• **Study text**
┄┄┄┄┄┄┄┄┄┄┄┄┄┄┄┄┄┄┄┄
Even chief executive officers are not exempt; a recent McKinsey study estimates that half the tasks done by CXOs can be automated. While in the long run, it is possible that more jobs will be created than are destroyed; in the medium term, the opposite will be true.
An Oxford study estimates that 47% of the jobs in the US, 69% of the jobs in India and 77% of the jobs in China will not exist in 25 years. This is not conjecture. China’s factories are adding robots faster than they are hiring people. India’s information technology sector is already witnessing jobless growth and total employment may have peaked.
The really vital question is this. While lots of people will lose their jobs all over the world, where will the new jobs be?
Today, much of the world’s fundamental research and innovation is happening in the US. Disruption is being driven very disproportionately by American companies such as Google, Amazon, Tesla, Illumina or First Solar.
The chances are quite high therefore that the bulk of the new jobs will be created in the US. This is important. In the first industrial revolution, Britain and Europe were able to export the job losses created by machinery to colonies such as India. Productivity growth and trade eventually resulted in enormous job and wealth creation in Europe even as it resulted in famine and devastation in India, China and Africa.
Let us assume that all the new developments will create five new high-end jobs and destroy 10. Current trends would suggest two of these will be in the US, two in China and perhaps one in Europe. If this is true, do countries like India once again become colonies? Not of countries perhaps but of companies such as Google, Pfizer or Monsanto? Do we simply become markets for innovations developed elsewhere? Will the vast majority of our people then live on subsistence-wage service jobs? Is India doomed to remain a low-middle-income country?
India is already facing a severe jobs crisis. The consequences of the fourth industrial revolution are truly frightening unless, of course, we learn to ride this wave. But what exactly does that take?
People often wistfully wonder whether India will have its own Microsoft or Google. This is exactly like wondering when we will win an Olympic gold medal. If we win a gold medal, it will be because of a freak event—a person of extraordinary ability and tenacity—not because of the system.
What allowed Apple, Microsoft and Google to emerge is fundamental scientific research at world-class corporate labs such as Xerox PARC or Bell Labs and universities such as Stanford and Massachusetts Institute of Technology. The US government has played a vital role in underwriting high-risk, long-term research projects through institutions such as Defense Advanced Research Projects Agency and National Science Foundation; virtually all the technology in the iPhone was funded this way.
Sensible immigration policies attracted the brightest minds from India, China, Russia and Hungary to these labs. Finally, a vibrant entrepreneurial ecosystem allowed the commercialization of research.
The contrast could not be more stark. There is almost no understanding or discourse on these matters in India; our policymakers, scientists and business leaders are firmly stuck in the old paradigm.
Not one Indian university is ranked in the global top 300. It is hard to think of a single Indian company that is at the leading edge of any of the disciplines that matter to the future. To do cutting-edge work in most scientific and engineering disciplines, our finest minds have either to join the research and development centre of a multinational company or leave the country. Government funding for science-based technology research has been minuscule. It is no wonder that all our entrepreneurial activity is restricted to me-too businesses rather that game-changing ideas.
The fourth industrial revolution simultaneously poses the biggest opportunity and the largest threat to a prosperous future. India cannot afford to squander this moment. What we need urgently is a national mission like the Apollo space programme.
┄┄┄┄┄┄┄┄┄┄┄┄┄┄┄┄┄┄┄┄
• **Exercise requirements**
(a) Name every company that the essay on automation and jobs says disruption is being driven by.
(b) Answer these from the essay on automation and jobs:
(i) What share of the tasks done by CXOs does the McKinsey study estimate can be automated?
(ii) How many Indian universities are ranked in the global top 300?
(iii) What national mission does the essay say India urgently needs something like?
(c) Rewrite the paragraph of the essay on automation and jobs that begins "Not one Indian university" as a short bulleted list, keeping its main facts.
The listing that comes next has nothing to do with the essay on automation and jobs.
┄┄┄┄┄┄┄┄┄┄┄┄┄┄┄┄┄┄┄┄
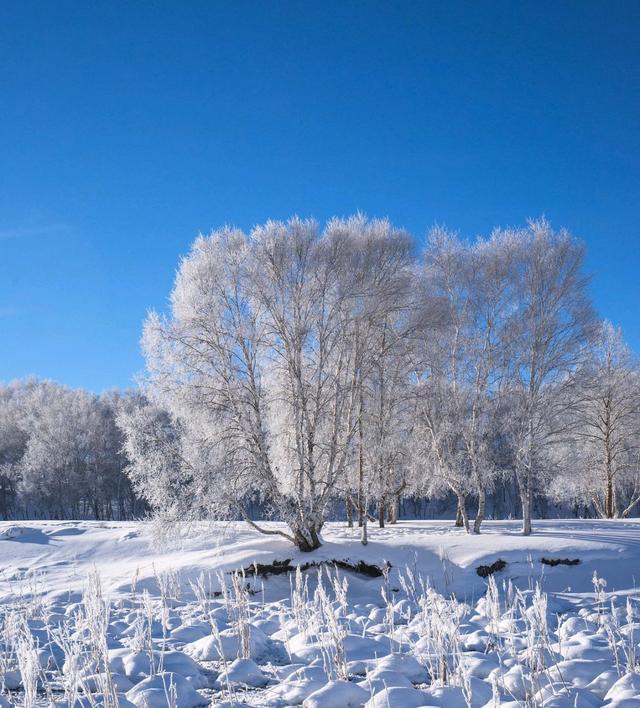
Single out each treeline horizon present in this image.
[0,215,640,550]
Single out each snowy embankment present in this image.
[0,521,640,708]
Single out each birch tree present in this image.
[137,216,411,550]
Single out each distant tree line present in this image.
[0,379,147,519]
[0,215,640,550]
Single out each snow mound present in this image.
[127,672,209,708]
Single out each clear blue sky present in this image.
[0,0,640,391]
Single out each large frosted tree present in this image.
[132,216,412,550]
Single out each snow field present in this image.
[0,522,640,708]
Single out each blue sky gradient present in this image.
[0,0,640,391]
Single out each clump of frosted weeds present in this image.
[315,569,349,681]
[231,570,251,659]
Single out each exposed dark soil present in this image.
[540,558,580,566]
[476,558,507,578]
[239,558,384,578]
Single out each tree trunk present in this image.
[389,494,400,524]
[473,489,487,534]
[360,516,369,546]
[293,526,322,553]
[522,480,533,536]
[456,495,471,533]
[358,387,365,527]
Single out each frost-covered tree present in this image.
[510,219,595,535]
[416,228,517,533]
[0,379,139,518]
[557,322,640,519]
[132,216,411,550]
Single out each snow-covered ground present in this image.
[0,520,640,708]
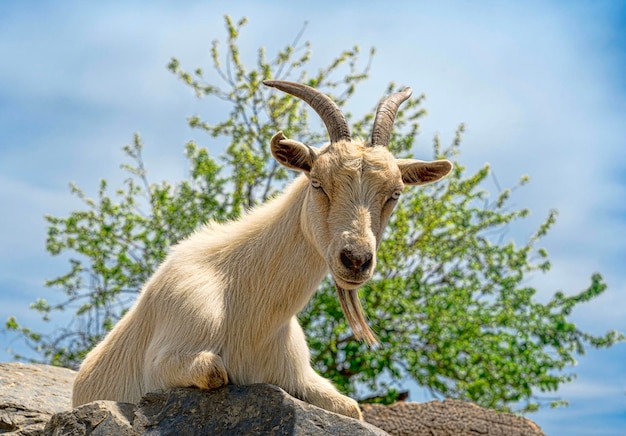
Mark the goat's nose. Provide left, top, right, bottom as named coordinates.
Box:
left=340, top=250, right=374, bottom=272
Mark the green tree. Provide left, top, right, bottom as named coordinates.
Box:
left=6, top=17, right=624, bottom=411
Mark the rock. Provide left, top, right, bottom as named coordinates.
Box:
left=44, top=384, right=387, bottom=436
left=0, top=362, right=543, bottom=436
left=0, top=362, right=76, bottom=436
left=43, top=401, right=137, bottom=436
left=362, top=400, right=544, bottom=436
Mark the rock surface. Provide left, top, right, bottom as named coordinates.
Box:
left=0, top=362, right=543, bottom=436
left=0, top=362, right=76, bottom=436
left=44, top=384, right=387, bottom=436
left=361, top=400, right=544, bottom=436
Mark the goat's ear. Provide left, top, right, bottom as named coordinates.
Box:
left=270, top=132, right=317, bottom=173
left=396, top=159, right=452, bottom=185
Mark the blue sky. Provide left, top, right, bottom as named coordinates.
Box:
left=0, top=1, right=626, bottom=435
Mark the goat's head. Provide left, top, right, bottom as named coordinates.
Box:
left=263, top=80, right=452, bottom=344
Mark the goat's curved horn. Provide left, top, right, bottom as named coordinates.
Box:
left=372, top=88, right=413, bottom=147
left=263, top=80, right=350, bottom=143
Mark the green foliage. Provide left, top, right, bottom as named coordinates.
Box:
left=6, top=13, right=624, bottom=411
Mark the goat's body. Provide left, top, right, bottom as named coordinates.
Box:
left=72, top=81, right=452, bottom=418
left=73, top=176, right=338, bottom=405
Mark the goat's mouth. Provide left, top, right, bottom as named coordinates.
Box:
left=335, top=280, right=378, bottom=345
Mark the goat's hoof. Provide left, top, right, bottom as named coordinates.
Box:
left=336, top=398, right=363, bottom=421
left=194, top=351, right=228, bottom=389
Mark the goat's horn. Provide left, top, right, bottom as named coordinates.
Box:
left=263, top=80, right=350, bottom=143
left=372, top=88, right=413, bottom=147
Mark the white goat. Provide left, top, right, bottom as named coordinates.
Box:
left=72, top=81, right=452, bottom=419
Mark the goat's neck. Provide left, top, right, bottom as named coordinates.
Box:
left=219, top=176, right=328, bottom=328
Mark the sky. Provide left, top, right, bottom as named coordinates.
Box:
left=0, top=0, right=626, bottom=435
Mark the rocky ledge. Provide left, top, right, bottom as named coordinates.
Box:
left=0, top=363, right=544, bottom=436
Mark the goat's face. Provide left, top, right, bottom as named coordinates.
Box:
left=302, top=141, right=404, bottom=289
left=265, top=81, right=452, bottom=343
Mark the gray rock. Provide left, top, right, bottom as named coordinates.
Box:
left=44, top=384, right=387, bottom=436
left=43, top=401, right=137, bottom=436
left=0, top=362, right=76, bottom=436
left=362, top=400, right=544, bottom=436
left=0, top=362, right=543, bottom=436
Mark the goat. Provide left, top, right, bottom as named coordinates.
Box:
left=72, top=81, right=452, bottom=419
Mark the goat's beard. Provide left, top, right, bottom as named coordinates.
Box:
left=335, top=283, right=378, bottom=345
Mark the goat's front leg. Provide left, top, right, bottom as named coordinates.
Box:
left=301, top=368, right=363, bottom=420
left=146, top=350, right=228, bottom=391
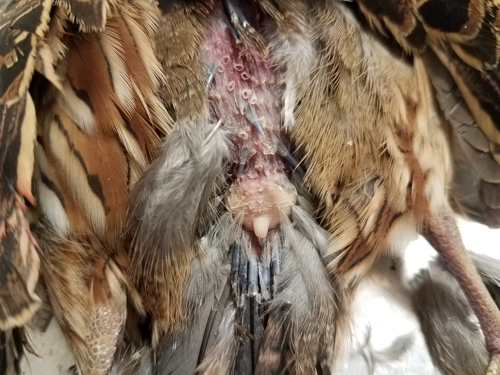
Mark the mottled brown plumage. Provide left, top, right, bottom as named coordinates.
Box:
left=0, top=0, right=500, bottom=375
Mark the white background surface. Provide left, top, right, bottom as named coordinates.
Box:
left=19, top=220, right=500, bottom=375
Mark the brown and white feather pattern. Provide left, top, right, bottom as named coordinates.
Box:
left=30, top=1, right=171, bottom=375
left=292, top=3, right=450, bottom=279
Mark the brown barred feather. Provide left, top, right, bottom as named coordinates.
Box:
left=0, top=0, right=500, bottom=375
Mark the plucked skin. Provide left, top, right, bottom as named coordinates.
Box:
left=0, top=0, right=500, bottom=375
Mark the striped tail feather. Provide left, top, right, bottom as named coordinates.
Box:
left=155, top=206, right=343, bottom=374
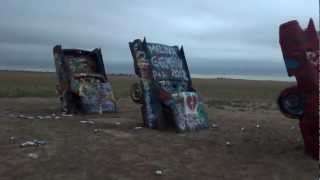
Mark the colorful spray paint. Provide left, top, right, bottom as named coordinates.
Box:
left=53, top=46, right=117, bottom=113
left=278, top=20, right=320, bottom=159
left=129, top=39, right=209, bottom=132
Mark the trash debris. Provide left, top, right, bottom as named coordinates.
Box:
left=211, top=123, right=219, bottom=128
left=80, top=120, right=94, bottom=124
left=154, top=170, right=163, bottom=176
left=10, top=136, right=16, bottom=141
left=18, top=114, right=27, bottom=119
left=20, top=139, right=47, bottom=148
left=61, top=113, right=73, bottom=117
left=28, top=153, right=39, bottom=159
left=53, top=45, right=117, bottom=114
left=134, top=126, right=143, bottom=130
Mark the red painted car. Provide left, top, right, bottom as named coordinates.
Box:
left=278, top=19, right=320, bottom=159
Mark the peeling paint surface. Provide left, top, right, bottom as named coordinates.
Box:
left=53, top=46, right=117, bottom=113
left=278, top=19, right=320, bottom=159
┄┄┄┄┄┄┄┄┄┄┄┄┄┄┄┄┄┄┄┄
• **Outputs for the tasks**
(a) Google, Amazon, Tesla, Illumina, First Solar

(b)
(i) Half
(ii) Not one
(iii) The Apollo space programme

(c)
- No Indian university is ranked in the global top 300.
- It is hard to think of a single Indian company at the leading edge of any discipline that matters to the future.
- To do cutting-edge work in most science and engineering fields, India's finest minds must join a multinational's research and development center or leave the country.
- Government funding for science-based technology research has been minuscule.
- As a result, Indian entrepreneurial activity is restricted to me-too businesses rather than game-changing ideas.